ASSIGNMENT A: Rewrite the paragraph of the essay about the writing conference that begins "Three months after this conference" in a shorter form, keeping its main facts.
ASSIGNMENT B: Reproduce the part of the essay about the writing conference that opens with the words containing "You Can't Tell" and closes with "was about me.".

EXCERPTED PASSAGE:
○ ○ ○ ○ ○ ○ ○
You Can't Tell Anything
I’ve been seeing ads for a writing conference I went to one year ago, with some fairly disastrous emotional results. I had planned to take several days off work to attend the entire conference, but after one day, I was so emotionally upset by my sense that I was doing “everything wrong” and my conclusion that I was “never going to be published again,” that I deleted my time off and went back to work instead of going to any of the other days of the conference. This is not about the conference, which is well run, nor is it about the classes or the teachers of those classes, who were diligent about giving the information they know and have had success with in publishing their own works. This was about me.
Three months after this conference, I ended up selling a three-book deal to a new publisher, through an agent I got after the end of the conference. These three books were books I had mostly already written at the time of the conference. I liked these books. I even thought they were the best books I’d ever written. I was also discouraged by life events (the divorce, mostly) and by the sense that my financial future was in jeopardy in a way that meant I was never going to be a full-time writer again. I felt out of place in a world that used to be familiar to me. I felt like the publishing world didn’t want me anymore and that the quality of my work had nothing to do with my ability to be published. I suspected that I’d had my “run” and now I was a has-been. I thought that it didn’t matter how brilliant my writing was—what mattered was if I was doing the “new thing.”
○ ○ ○ ○ ○ ○ ○
Stored data:
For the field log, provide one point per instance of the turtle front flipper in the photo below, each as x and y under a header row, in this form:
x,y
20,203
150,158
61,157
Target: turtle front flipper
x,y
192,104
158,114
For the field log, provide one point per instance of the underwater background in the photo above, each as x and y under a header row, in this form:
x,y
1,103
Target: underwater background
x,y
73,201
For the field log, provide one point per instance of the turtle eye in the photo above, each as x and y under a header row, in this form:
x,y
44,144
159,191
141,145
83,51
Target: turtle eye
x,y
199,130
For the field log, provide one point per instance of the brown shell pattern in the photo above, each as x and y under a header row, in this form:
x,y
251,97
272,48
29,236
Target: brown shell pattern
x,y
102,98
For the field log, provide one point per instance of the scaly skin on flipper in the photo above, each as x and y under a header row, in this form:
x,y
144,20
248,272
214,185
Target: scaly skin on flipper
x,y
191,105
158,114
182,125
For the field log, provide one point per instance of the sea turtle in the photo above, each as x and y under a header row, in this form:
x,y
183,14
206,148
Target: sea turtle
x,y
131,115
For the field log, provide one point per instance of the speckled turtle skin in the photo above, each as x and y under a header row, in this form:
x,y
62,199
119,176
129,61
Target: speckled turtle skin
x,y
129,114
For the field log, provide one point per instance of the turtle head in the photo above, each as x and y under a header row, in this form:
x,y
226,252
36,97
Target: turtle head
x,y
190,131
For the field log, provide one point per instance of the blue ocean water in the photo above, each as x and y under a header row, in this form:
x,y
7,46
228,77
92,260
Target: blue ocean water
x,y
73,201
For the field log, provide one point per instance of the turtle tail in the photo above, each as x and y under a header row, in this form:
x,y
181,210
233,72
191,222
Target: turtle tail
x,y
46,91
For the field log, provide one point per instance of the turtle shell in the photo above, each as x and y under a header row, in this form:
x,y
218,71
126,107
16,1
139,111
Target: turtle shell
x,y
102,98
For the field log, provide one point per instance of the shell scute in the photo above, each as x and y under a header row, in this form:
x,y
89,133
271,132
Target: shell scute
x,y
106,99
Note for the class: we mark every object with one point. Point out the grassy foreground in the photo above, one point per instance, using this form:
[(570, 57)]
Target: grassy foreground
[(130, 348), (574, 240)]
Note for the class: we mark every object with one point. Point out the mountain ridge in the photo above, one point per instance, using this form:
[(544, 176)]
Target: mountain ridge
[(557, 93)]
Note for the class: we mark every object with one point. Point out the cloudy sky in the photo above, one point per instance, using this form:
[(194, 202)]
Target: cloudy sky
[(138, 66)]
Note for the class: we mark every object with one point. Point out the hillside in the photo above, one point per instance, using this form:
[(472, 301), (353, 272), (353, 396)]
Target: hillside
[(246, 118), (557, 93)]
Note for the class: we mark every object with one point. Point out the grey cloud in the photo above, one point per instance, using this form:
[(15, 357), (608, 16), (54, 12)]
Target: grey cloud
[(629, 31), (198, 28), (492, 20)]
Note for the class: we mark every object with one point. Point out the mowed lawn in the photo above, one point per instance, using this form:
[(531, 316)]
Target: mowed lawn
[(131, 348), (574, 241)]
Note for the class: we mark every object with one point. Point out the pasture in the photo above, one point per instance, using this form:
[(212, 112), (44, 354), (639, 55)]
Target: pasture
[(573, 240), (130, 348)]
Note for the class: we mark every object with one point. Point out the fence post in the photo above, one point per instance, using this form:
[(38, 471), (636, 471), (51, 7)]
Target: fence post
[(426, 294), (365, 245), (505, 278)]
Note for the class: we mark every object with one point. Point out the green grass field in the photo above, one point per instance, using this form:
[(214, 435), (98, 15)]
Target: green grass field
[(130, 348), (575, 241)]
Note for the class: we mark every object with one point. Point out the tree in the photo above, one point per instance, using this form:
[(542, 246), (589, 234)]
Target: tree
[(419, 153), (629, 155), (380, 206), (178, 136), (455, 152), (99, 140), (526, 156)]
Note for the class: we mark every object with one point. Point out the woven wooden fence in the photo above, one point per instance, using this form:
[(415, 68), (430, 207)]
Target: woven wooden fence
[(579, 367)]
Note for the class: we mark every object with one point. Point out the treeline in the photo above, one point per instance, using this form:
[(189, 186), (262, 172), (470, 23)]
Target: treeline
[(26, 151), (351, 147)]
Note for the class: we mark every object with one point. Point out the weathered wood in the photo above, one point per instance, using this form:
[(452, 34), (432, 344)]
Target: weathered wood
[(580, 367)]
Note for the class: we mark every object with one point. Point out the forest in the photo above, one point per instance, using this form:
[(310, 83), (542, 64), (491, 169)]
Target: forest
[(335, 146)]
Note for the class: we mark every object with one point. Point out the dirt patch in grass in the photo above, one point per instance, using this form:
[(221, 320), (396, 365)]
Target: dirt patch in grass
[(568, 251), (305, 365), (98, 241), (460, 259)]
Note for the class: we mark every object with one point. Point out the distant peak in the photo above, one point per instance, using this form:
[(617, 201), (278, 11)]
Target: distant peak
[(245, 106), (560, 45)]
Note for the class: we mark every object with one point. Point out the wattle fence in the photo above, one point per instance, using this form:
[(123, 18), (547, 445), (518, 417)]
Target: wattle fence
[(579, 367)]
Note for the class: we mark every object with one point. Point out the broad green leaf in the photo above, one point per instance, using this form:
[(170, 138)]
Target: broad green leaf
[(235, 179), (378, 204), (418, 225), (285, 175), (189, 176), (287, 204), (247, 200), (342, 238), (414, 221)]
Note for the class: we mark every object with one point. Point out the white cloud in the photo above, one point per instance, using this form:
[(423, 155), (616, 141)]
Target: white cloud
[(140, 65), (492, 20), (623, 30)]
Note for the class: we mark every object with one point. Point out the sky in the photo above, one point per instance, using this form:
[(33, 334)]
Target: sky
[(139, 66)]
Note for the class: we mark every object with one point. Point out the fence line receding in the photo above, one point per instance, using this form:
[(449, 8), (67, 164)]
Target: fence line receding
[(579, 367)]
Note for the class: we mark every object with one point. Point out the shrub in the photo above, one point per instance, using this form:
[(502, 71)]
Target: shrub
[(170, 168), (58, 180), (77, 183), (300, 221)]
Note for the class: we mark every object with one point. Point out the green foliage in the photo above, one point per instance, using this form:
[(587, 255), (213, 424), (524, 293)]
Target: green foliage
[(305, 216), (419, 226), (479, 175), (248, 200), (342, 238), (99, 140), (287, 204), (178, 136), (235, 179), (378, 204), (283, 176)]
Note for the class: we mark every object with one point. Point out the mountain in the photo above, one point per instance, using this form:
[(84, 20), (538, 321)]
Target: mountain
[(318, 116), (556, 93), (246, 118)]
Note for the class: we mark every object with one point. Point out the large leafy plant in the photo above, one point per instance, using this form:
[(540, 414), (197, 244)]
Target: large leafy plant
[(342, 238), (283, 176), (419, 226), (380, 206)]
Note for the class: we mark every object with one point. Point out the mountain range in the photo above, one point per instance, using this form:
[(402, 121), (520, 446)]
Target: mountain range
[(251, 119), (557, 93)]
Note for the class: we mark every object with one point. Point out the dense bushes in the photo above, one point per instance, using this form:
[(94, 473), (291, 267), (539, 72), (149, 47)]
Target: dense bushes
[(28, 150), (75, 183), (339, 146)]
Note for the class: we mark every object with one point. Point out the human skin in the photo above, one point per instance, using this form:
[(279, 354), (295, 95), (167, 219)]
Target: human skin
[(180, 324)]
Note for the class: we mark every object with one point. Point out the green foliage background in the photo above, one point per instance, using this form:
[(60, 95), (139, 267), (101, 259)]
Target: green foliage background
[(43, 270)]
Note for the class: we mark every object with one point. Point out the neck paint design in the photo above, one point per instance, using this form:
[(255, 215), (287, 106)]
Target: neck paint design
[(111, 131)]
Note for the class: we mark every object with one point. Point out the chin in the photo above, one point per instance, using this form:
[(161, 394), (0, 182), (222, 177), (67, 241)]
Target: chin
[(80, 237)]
○ ○ ○ ○ ○ ○ ○
WRITTEN SOLUTION A: Three months after the conference, I sold a three-book deal to a new publisher through an agent I found after it ended. I had mostly written those books before the conference, liked them, and thought they were my best. Still, life events, mostly the divorce, and fears about my finances made me believe I would never be a full-time writer again. I felt out of place in a once-familiar world and believed publishers no longer wanted me, whatever the quality of my work. I suspected I was a has-been and that what mattered was doing the "new thing," not how brilliant my writing was.

WRITTEN SOLUTION B:
You Can't Tell Anything
I’ve been seeing ads for a writing conference I went to one year ago, with some fairly disastrous emotional results. I had planned to take several days off work to attend the entire conference, but after one day, I was so emotionally upset by my sense that I was doing “everything wrong” and my conclusion that I was “never going to be published again,” that I deleted my time off and went back to work instead of going to any of the other days of the conference. This is not about the conference, which is well run, nor is it about the classes or the teachers of those classes, who were diligent about giving the information they know and have had success with in publishing their own works. This was about me.